--- GIVEN RECORDS ---

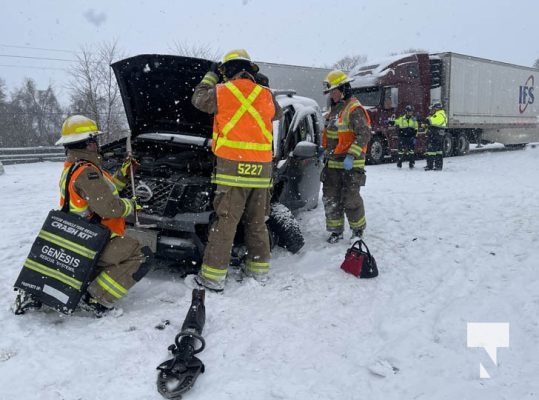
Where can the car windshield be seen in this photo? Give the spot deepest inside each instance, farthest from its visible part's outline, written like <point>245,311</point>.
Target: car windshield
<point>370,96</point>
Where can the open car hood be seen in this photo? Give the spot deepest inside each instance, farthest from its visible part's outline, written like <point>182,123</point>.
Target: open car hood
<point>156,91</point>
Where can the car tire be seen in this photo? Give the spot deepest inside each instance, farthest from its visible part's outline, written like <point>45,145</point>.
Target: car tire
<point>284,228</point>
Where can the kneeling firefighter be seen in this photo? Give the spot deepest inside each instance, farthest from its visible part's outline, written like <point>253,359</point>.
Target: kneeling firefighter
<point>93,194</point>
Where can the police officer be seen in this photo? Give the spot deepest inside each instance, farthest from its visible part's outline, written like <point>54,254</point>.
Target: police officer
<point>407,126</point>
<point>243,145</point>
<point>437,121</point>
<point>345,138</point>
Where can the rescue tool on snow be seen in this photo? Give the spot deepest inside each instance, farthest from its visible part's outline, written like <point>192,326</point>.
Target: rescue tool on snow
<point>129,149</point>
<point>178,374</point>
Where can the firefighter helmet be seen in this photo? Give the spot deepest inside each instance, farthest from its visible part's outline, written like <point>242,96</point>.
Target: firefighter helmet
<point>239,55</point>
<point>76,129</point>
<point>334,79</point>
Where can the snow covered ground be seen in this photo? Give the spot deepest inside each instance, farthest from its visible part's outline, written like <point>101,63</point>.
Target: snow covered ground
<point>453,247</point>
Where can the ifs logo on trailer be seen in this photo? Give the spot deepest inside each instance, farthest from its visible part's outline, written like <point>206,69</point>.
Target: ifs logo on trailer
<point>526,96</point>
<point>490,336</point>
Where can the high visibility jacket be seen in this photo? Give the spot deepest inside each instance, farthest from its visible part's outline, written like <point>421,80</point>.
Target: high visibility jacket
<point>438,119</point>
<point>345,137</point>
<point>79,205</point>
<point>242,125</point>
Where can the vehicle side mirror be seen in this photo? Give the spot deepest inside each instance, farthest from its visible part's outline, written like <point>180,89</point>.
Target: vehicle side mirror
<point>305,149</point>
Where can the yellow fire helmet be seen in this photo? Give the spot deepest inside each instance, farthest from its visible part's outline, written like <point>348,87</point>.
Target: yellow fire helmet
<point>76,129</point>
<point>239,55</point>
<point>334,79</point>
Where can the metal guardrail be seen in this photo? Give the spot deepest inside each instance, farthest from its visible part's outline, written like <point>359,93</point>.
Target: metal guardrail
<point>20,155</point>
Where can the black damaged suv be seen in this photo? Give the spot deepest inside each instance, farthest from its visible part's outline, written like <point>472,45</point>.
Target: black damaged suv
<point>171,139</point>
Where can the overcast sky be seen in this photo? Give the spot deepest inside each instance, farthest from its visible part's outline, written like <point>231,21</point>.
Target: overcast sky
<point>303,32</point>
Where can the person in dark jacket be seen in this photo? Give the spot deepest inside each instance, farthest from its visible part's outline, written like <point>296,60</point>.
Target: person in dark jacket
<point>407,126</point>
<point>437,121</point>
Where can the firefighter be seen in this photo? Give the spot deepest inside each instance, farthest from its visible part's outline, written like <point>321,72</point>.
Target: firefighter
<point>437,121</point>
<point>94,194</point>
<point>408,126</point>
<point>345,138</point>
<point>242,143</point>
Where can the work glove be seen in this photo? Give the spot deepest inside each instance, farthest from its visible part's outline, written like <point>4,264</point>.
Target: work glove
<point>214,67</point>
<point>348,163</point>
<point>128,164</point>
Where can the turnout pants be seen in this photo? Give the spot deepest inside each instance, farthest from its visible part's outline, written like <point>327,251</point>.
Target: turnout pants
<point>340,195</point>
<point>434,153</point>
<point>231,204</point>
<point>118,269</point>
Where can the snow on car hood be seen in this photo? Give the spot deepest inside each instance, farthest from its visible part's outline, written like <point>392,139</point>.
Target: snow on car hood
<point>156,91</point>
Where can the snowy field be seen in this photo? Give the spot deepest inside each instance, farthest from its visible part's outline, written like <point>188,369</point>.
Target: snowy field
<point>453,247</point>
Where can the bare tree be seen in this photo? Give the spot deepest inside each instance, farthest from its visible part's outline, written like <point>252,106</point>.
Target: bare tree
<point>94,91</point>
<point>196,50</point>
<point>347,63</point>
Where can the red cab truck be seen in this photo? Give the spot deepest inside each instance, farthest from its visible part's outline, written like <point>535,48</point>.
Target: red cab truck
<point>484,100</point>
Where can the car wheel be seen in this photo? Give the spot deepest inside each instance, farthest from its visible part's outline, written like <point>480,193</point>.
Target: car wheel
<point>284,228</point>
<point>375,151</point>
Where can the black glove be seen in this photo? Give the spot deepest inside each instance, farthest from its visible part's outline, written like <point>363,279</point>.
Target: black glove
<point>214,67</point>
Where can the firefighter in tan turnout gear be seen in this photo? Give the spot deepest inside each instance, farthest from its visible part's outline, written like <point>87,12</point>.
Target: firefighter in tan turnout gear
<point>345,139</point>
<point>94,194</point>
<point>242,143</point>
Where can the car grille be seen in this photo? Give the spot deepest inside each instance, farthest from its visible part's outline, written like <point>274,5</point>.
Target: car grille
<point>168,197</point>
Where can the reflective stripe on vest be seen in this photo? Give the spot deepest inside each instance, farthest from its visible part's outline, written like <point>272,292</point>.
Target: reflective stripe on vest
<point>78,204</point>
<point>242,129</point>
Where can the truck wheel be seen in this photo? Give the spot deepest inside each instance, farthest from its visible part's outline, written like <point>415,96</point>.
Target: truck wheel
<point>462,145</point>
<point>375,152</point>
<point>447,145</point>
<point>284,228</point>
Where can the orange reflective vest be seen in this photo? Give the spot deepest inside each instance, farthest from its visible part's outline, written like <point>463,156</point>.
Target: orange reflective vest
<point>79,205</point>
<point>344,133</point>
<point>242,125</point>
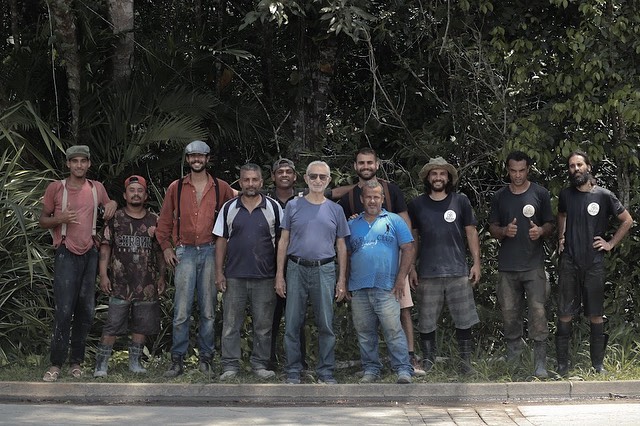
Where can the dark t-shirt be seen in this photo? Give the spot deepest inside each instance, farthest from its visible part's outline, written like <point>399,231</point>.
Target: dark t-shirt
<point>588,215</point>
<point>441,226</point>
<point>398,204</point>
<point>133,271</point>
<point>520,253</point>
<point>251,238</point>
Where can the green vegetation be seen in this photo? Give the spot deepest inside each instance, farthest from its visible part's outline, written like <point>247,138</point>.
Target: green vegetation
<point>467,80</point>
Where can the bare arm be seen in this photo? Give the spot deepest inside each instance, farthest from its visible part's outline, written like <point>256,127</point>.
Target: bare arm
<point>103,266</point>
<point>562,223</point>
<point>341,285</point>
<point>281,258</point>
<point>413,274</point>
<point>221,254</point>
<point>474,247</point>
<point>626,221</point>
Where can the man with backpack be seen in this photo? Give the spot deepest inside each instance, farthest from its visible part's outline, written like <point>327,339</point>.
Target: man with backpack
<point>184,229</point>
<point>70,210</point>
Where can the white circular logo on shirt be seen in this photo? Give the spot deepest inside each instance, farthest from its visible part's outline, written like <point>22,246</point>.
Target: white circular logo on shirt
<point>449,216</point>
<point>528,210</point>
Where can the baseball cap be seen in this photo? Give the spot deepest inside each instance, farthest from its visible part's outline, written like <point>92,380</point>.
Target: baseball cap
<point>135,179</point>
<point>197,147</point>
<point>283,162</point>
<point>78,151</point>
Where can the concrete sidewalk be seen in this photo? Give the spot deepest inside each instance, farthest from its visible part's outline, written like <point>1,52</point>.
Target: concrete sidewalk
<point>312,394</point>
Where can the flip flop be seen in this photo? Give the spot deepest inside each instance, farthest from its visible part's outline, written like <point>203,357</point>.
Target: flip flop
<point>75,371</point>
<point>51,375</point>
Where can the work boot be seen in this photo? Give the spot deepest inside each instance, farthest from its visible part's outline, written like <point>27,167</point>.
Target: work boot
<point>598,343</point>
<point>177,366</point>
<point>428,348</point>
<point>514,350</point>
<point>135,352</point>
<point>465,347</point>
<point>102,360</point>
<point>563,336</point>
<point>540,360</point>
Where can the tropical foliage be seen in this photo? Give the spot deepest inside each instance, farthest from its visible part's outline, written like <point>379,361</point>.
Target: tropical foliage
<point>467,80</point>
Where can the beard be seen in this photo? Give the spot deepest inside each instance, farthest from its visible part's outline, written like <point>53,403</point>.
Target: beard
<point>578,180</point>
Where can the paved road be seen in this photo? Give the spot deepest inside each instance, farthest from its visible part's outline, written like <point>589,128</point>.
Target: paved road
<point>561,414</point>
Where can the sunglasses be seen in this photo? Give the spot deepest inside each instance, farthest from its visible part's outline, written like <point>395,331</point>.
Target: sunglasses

---

◆ **EXERCISE DIRECTIONS**:
Please rewrite the records starting with the line containing "Where can the dark" and going on through the line containing "<point>626,221</point>", replacing "vegetation" with "foliage" and leaving everything else unchanged.

◆ **ANSWER TO THE EXERCISE**:
Where can the dark t-shirt be seen in this photo? Give the spot deepest inside each instance, farthest from its visible part's outline, written like <point>399,231</point>.
Target: dark t-shirt
<point>588,215</point>
<point>441,226</point>
<point>398,204</point>
<point>133,271</point>
<point>520,253</point>
<point>251,238</point>
Where can the green foliage be seen in this photo? Give the spot deepest inside each instance, farthest from its visible part's outline, written like <point>247,138</point>.
Target: green foliage
<point>467,80</point>
Where can the bare arm be seen in this photo? Give the spot deepest inside each instance, farthest from its visible part's outline, written like <point>256,127</point>.
Target: bare arm
<point>103,266</point>
<point>562,223</point>
<point>341,285</point>
<point>281,258</point>
<point>413,274</point>
<point>221,254</point>
<point>474,247</point>
<point>626,221</point>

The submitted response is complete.